**Trecho do texto**

Nesse novo contexto, uma relação que tem se mostrado extremamente proveitosa – quando bem fluída – é a que ocorre entre as áreas de Finanças e Marketing. Tal sinergia pode soar paradoxal para muitos, principalmente aos olhos daqueles que enxergam o investimento em Marketing como uma despesa e não como algo potencial gerador de receita. A alguns profissionais carece o entendimento de que a área de Marketing é um canal essencial para o fortalecimento da relação entre a empresa e seus consumidores – conexão sem a qual negócio algum se sustenta, independente da indústria em que está inserido. Ao se relacionar bem com o time de Marketing, o líder financeiro de uma companhia acaba por se aproximar de seu cliente final, podendo compreender a fundo suas reais necessidades e anseios. Naturalmente, esse movimento lhe trará um olhar mais holístico e transversal sobre o negócio. O seu produto de fato atende à demanda de seu público? O que é preciso para se destacar entre os seus concorrentes? O investimento em projetos de inovação se faz necessário? É possível pensar no lançamento de novos produtos? Quase que de maneira automática, questionamentos como esses surgem sempre que há trocas entre as estas duas áreas.

Se, por um lado, o Marketing traz mais concretude para o dia a dia do time de Finanças por estar estrategicamente mais próximo do cliente, a área financeira pode contribuir com a metrificação das atividades que integram o cotidiano dos profissionais de Marketing. A projeção de margens saudáveis, o cálculo do custo para a aquisição de novos clientes, a otimização do fluxo de caixa, a definição de um market share ideal e a priorização dos investimentos são algumas das inúmeras análises passíveis de serem realizadas em conjunto. Além disso, desenvolver estudos de viabilidade econômico-financeira para novos projetos e produtos também é algo que cabe a esse novo líder de Finanças, de forma que se avalie se a Taxa Interna de Retorno (TIR) e o payback do novo investimento está em linha com o esperado. Em meio a uma conjuntura de crescente digitalização, abraçar eventuais riscos, antecipar tendências e propor mudanças de rota frente às movimentações da concorrência são movimentos primordiais e que podem ser decisivos para o sucesso de uma organização.

Apesar da especialização comum a cada um desses profissionais e das visões de negócio distintas que carregam na essência, Finanças e Marketing têm um objetivo comum em prol do crescimento da companhia – e é exatamente isto que deve nortear a relação entre as duas áreas. Para uma atuação complementar e bem-sucedida, cabe a seus respectivos líderes empatia e respeito pelo conhecimento específico do outro e, sobretudo, alinhamentos periódicos, pautados com comunicações claras e assertivas. Assim, capacidade de criação de alianças, comunicação efetiva, pensamento analítico e senso de priorização são algumas habilidades comportamentais fundamentais para o Executivo financeiro ter sucesso na sua atividade de suporte à tomada de decisão estratégica do time de Marketing.

 

Para compreender mais a fundo o papel da área de Finanças no suporte à área de Marketing, além dos desafios e oportunidades atrelados a essa relação, convidamos três Executivos para compartilharem suas perspectivas e vivências sobre o tema.

(Registros de um conjunto de dados)
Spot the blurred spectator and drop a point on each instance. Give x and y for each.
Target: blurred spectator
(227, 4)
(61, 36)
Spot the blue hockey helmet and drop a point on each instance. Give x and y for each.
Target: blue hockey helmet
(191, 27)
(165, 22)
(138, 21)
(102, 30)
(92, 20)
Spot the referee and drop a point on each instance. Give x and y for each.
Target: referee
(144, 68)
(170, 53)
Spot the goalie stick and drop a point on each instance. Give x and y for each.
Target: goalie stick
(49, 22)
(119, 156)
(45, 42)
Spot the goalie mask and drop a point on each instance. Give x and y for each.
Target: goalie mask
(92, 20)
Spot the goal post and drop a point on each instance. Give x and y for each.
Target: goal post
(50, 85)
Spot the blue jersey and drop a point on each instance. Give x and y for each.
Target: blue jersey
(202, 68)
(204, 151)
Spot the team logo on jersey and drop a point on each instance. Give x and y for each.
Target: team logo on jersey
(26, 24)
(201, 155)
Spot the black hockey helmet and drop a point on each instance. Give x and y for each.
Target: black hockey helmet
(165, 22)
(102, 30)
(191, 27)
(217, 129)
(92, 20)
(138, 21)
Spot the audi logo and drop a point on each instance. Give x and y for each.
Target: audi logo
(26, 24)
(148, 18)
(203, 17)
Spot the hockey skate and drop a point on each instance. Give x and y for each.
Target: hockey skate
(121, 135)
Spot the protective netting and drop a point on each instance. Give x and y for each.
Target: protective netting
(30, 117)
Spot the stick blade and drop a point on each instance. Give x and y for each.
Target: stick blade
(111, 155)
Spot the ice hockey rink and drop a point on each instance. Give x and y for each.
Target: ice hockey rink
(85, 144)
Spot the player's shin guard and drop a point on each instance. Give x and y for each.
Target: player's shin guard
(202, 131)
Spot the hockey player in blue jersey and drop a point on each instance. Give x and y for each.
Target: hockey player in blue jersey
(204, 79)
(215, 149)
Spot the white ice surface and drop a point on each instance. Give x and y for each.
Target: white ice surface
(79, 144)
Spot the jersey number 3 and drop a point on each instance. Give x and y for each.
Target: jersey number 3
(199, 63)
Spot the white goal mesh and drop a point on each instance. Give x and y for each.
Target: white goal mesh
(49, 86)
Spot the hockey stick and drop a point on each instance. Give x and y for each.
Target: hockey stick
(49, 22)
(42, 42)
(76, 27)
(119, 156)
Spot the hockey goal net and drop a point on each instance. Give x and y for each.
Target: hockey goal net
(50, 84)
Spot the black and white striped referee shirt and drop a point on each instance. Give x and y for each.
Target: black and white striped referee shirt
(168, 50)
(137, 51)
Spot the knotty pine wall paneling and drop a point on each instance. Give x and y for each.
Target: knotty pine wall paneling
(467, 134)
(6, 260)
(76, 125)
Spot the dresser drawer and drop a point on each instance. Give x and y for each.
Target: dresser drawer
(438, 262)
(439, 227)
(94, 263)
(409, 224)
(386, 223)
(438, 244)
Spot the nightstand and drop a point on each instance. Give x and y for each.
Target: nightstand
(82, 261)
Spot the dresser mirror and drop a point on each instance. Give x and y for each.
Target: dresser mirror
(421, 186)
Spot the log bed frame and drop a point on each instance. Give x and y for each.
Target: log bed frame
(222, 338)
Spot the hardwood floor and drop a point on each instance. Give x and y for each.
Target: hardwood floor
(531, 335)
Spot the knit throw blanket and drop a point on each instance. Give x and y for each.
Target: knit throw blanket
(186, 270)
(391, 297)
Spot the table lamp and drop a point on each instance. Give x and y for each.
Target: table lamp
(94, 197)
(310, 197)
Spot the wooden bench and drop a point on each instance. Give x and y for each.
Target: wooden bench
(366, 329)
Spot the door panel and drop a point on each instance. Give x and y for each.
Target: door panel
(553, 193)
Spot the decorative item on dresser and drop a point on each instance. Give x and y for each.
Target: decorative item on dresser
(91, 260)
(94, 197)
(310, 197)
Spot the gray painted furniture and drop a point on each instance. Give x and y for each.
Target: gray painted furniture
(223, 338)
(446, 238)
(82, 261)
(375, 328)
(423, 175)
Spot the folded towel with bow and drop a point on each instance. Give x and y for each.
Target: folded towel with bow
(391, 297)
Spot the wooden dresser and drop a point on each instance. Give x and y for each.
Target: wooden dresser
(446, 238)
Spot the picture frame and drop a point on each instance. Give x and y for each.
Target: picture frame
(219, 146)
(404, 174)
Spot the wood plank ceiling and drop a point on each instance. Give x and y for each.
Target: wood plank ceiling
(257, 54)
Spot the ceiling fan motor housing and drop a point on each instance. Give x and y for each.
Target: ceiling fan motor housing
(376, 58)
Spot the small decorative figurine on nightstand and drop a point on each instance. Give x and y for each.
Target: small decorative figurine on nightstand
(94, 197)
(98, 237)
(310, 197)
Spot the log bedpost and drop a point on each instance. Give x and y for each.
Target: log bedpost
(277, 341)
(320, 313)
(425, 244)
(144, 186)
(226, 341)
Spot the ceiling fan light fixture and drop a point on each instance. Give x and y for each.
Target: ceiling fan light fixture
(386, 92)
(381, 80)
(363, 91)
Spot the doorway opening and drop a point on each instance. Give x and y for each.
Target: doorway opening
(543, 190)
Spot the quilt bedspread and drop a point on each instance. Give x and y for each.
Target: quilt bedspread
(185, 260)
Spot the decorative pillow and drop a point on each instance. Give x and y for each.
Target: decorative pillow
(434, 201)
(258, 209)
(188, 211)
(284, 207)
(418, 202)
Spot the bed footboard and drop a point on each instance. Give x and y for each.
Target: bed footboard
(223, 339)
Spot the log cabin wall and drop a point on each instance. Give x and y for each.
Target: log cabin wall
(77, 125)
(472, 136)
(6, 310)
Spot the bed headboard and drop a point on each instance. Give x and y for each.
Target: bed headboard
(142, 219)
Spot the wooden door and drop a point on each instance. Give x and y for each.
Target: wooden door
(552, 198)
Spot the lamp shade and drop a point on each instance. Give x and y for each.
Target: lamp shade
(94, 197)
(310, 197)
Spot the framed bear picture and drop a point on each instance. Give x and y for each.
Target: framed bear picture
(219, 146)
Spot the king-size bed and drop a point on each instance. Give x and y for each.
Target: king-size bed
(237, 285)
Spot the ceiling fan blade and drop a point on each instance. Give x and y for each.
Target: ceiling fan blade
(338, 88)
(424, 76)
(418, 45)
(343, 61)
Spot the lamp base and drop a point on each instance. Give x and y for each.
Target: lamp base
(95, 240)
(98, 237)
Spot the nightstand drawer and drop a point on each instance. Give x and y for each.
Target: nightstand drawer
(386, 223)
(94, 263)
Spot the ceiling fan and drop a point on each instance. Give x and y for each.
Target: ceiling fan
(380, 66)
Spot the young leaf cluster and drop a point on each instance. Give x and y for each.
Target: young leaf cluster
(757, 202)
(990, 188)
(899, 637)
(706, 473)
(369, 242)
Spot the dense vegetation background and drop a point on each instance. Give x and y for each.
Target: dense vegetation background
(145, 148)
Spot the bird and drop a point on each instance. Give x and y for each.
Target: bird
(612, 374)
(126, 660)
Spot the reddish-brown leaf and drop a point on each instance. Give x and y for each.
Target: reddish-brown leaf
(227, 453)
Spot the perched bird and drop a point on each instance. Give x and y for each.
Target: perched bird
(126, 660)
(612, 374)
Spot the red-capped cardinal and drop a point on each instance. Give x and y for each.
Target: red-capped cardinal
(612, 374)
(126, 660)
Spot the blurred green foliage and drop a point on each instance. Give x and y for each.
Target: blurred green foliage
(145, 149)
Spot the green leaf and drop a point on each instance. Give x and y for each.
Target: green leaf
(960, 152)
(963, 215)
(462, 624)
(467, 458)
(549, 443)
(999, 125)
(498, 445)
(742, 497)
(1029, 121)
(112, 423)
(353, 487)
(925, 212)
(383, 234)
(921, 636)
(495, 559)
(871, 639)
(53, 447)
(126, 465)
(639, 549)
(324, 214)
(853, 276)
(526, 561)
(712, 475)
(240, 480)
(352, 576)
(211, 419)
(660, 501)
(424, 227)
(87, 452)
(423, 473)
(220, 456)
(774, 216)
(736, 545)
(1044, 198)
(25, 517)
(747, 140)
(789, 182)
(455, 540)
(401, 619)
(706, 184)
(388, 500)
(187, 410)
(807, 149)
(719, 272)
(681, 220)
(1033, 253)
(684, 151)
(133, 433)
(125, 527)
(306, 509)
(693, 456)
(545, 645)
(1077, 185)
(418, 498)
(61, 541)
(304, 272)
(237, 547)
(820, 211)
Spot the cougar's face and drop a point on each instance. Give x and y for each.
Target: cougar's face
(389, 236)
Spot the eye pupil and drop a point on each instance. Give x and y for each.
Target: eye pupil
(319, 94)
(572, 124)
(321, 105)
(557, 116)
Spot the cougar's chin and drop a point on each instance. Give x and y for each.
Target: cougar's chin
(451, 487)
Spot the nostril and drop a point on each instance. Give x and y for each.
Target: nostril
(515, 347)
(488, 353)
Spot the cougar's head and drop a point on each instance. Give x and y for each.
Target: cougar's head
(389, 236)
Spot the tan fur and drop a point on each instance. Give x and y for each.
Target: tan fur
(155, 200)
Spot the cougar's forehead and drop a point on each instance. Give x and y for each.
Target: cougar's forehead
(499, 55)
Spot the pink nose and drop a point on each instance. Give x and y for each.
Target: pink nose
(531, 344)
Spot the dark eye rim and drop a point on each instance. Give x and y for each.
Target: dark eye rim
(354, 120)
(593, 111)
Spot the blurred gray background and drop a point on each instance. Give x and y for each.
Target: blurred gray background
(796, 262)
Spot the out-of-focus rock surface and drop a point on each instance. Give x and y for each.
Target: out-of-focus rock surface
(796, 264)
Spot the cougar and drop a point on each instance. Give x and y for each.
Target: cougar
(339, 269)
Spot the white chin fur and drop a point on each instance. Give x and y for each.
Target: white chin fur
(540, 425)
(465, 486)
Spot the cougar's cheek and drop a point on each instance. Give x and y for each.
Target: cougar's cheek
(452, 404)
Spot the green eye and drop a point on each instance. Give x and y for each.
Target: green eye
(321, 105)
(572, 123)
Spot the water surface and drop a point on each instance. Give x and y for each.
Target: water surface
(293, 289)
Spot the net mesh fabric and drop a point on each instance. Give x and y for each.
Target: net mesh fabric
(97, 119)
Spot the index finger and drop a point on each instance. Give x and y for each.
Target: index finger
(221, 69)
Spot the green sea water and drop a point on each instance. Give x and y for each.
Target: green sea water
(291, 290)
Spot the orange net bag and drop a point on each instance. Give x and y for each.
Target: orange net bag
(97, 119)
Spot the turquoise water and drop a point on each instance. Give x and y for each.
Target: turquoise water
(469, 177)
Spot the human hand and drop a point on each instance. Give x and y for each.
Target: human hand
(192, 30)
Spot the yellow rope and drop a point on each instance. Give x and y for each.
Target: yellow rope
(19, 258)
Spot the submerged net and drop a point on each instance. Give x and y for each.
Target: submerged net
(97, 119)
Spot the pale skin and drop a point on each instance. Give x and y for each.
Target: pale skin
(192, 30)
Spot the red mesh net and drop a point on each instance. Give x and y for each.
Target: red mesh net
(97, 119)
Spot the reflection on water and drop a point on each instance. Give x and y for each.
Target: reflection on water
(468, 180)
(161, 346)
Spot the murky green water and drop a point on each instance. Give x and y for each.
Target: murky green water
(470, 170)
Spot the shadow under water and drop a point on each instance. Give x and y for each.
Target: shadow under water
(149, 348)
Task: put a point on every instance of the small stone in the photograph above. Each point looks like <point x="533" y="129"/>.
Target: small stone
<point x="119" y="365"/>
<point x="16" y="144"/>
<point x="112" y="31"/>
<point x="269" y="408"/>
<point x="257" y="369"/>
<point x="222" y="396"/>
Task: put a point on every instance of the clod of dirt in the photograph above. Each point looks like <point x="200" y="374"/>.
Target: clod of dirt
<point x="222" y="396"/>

**O que se pede**
1 - Transcreva o trecho do texto sobre Finanças e Marketing que começa em "Para compreender mais" e segue até "sobre o tema.".
2 - Dê continuidade ao texto sobre Finanças e Marketing a partir da última frase apresentada.
Esse material é independente do texto sobre Finanças e Marketing.

**Respostas em ordem**
1 -
Para compreender mais a fundo o papel da área de Finanças no suporte à área de Marketing, além dos desafios e oportunidades atrelados a essa relação, convidamos três Executivos para compartilharem suas perspectivas e vivências sobre o tema.

2 -
Alexandre Da Silva Martinez

CFO | Barry Callebaut

Henrique Cugnasca Filho

CFO | Polishop

Sabrina Torgan

CFO | Kley Hertz Farmacêutica S.A

Que tipo de análises técnicas a área de Finanças pode e deve desenvolver para suportar a área de Marketing na tomada de decisão estratégica?

Alexandre da Silva Martinez: As áreas de Finanças e Marketing possuem um papel fundamental na criação de valor para a empresa. Quanto mais elas se aproximarem, dividirem conhecimento sobre o mercado no qual a empresa atua e, primordialmente, entenderem a necessidade de seus clientes e consumidores finais, mais embasadas e direcionadas serão as tomadas de decisão estratégica, de modo a atender a ambos os objetivos.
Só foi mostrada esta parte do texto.